L’origine de la cire L’une des questions qui turlupinent le naturaliste genevois est l’origine de la cire. Depuis Aristote et jusqu’à Réaumur, on pensait qu’elle était produite à partir du pollen récolté par les abeilles. Mais une observation perspicace de François Burnens instille le doute. L’assistant zélé remarque en effet que les abeilles ramènent beaucoup de pollen dans de vieilles ruches alors qu’elles n’en rapportent presque pas dans les nouvelles colonies en pleine construction et qui ont grand besoin de cire.

S’ensuit une série d’expériences au cours desquelles les deux apiculteurs isolent des abeilles et les nourrissent avec du miel. Les insectes, privés de pollen, construisent, malgré tout, leurs rayons de cire. Le travail est même effectué plus vite lorsque le miel est remplacé par du sucre. Huber remarque qu’en réalité, ce sont des glandes sous l’abdomen qui sécrètent la substance et que le miel ou le sucre représentent le carburant nécessaire à cette production. Quant au pollen, le naturaliste genevois démontre qu’il sert de nourriture aux larves.

«François Huber n’est pas le premier à réaliser ces observations, admet Francis Saucy. Le chirurgien anglais John Hunter le précède notamment en 1792. Mais Huber, qui est arrivé dit-il aux mêmes constatations de manière indépendante et ne connaissait pas les résultats de Hunter, est le seul à présenter une démonstration convaincante. Il suit en effet une démarche scientifique, fondée sur l’observation et sur l’élaboration d’hypothèses qu’il teste ensuite par l’expérience.»

L’architecture des rayons La collaboration entre les deux François atteint probablement son apogée avec la description, étape par étape, de la manière dont les abeilles construisent leurs cellules. Le maître a d’abord l’idée géniale d’obliger les abeilles à construire leurs rayons de bas en haut à l’aide de parois et d’un plafond de verre sur lesquels les insectes ne peuvent s’accrocher. Du coup, il évite que ne se forme un essaim dense cachant le sujet d’étude.

Ensuite, se basant sur les observations minutieuses du domestique, il décrit sur près de 200 pages le processus d’élaboration de l’architecture des rayons. L’opération commence par le dépôt d’une fine lame verticale de cire que les ouvrières modèlent de manière à façonner les premières cellules. Ensuite, les rangées de cavités hexagonales se superposent tandis que leur forme et leur taille varient en fonction des besoins de la ruche. L’étude de cette structure tridimensionnelle complexe démontre que François Huber, malgré sa cécité, maîtrise parfaitement la géométrie spatiale et les mathématiques.

### Consigne 1
Énumérez toutes les personnes nommées dans le texte sur les travaux apicoles de François Huber.
### Consigne 2
Restituez tout le passage du texte sur les travaux apicoles de François Huber, depuis « L’origine de la cire L’une » jusqu'à « besoin de cire. ».
### Consigne 3
Reprenez la rédaction du texte sur les travaux apicoles de François Huber à la suite de sa dernière phrase.

Extraits d'un jeu de données:
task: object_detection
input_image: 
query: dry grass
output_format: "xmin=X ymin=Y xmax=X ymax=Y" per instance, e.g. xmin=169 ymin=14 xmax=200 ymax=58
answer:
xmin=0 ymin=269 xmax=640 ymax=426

---

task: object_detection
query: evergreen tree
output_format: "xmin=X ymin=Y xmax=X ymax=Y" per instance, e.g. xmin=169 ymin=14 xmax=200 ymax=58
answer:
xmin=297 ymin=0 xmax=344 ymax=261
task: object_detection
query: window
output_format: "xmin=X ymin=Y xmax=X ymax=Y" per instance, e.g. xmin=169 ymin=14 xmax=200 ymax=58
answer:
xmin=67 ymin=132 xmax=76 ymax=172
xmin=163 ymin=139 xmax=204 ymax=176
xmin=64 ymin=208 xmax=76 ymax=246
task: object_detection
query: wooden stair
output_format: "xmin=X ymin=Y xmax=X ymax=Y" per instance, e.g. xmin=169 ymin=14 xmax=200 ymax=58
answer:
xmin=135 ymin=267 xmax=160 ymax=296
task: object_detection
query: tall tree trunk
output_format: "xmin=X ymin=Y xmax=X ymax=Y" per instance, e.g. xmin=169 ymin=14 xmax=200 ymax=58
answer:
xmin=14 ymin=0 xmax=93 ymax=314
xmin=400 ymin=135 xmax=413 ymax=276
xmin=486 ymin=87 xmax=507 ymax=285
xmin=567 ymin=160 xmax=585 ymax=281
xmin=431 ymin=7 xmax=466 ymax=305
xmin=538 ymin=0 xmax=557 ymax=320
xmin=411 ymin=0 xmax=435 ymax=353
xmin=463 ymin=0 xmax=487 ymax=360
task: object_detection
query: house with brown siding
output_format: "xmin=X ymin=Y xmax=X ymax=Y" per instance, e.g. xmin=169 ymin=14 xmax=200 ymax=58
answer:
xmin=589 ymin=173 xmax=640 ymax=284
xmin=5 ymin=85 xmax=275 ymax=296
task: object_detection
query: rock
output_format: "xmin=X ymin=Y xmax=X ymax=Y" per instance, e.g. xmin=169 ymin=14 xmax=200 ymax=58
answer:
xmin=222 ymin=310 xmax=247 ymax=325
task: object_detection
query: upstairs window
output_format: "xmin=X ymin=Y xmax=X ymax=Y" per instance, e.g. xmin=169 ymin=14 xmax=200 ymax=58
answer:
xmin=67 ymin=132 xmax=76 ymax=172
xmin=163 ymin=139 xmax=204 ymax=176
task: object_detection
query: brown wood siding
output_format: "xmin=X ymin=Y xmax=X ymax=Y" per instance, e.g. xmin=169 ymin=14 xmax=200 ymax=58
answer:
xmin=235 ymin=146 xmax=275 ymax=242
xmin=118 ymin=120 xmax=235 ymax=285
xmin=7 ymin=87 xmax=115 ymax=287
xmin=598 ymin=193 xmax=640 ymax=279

### Votre réponse 1
Aristote, Réaumur, François Burnens, François Huber, Francis Saucy, John Hunter

### Votre réponse 2
L’origine de la cire L’une des questions qui turlupinent le naturaliste genevois est l’origine de la cire. Depuis Aristote et jusqu’à Réaumur, on pensait qu’elle était produite à partir du pollen récolté par les abeilles. Mais une observation perspicace de François Burnens instille le doute. L’assistant zélé remarque en effet que les abeilles ramènent beaucoup de pollen dans de vieilles ruches alors qu’elles n’en rapportent presque pas dans les nouvelles colonies en pleine construction et qui ont grand besoin de cire.

### Votre réponse 3
Fécondation en plein vol Tout aussi spectaculaire est la démonstration du fait que la reine se fait féconder non pas dans la ruche mais à l’extérieur, lors d’un vol nuptial éphémère. Dans une série d’expériences astucieuses, François Huber parvient à écarter les théories alors en vogue dites de l’Aura seminalis (des germes fécondants seraient relâchés par les mâles dans l’air de la ruche), de la Fécondation externe (les mâles déposeraient leur semence au fond des cellules après que les œufs eurent été pondus) ou encore de l’Auto-reproduction (une fécondation sans intervention du mâle).

Il ne reste alors plus qu’une seule possibilité, la fécondation par copulation, mais elle n’a jamais été observée. Après mûre réflexion, Huber commence à soupçonner la reine de sortir pour répondre aux avances des mâles en plein ciel. En jouant sur la grandeur de l’entrée de la ruche afin de ne pas rater son retour, Burnens finit par découvrir que la jeune reine, peu après la naissance de sa colonie, effectue quelques brèves sorties d’environ une demi-heure. A l’issue de celles-ci, elle revient, visiblement fécondée et, après quelques jours, se met à pondre des œufs.

François Huber réalise encore bien d’autres observations comme celles sur le combat des reines, le carnage des mâles ou encore la ventilation des ruches. Il manque pourtant un élément essentiel de l’histoire naturelle des abeilles: l’origine des mâles. Ceux-ci sont en effet issus d’œufs non fécondés, ce qui signifie qu’ils sont produits par parthénogenèse. Huber ne découvre pas cette faculté chez ses chères abeilles alors que son compatriote de Genthod avec qui il a beaucoup correspondu, Charles Bonnet (1720-1793), l’a identifié pour la première fois chez les pucerons quelques décennies plus tôt.